*** Extract to read ***

Chief scientific advisor of Vactronix Scientific and an honorary Ashbel Smith Professor at the University of Texas Health Science Center in San Antonio, USA
Chief scientific advisor of Vactronix Scientific and an honorary Ashbel Smith Professor at the University of Texas Health Science Center in San Antonio, USA
Julio C. Palmaz, inventor of the first FDA-approved balloon-expandable vascular stent (1990), is Ashbel Smith Professor at the University of Texas Health Science Center in San Antonio and scientific advisor of Vactronix Scientific. The Palmaz stent is on display at the Smithsonian’s National Museum of American History in Washington. In 1994 he and Richard Schatz created a modified coronary stent—two Palmaz stents joined by a single connector—approved by the FDA as the first stent indicated for the treatment of failure of coronary balloon angioplasty. The Palmaz-Schatz stent became the gold standard for every subsequent stent submitted for FDA approval.
Dr. Palmaz was inducted into the National Inventors Hall of Fame (2006) and National Academy of Inventors (2013) and selected for the Gold medal (2007) of the Society of Interventional Radiology. He is a Distinguished Scientist and fellow of the American Heart Association and fellow of the American Institute of Medical and Biological Engineering and Society of Interventional Radiology.
He has also received honorary recognitions from the Argentinian College of Cardiology, National University of La Plata, International Society of Endovascular Surgery, Society of Interventional Radiology, German Roentgen Society, San Antonio chapter of the AHA, Washington Cardiovascular Research Foundation, Society of Cardiac Angiography, Texas Heart Institute, Texas Bar Association, Surfaces in Biomaterials Foundation, and Cardiovascular Interventional Radiology Society of Europe. He has 60 patents and has authored over 35 books or book chapters and over 100 peer-reviewed publications in scientific journals.
Dr. Palmaz joined the University of Texas Health Sciences Department of Radiology in 1983 as chief of angiography and special procedures. He received his MD in 1971 at the National University of La Plata, Argentina, with radiology specialty training at the University of California, Davis and Martinez (CA) VA Medical Center.

*** End of Extract to read ***
*** Given entries ***

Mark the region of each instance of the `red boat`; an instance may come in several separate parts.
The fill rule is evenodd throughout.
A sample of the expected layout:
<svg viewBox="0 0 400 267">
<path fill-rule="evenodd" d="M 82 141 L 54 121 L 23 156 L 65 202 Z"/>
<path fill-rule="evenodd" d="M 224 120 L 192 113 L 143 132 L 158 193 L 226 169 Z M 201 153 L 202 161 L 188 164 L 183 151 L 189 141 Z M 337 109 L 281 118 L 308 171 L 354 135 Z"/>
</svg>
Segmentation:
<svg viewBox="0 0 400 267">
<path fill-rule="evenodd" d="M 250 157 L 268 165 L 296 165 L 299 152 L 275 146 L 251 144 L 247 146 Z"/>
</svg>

*** End of Given entries ***

▸ **Work to be completed**
Answer these questions from the biography of Julio C. Palmaz above:
1. With whom did Palmaz create the modified coronary stent in 1994?
2. What was Palmaz inducted into in 2006?
3. Where and in what year did Palmaz receive his MD?

▸ **Written answer**
1. Richard Schatz.
2. The National Inventors Hall of Fame.
3. At the National University of La Plata, Argentina, in 1971.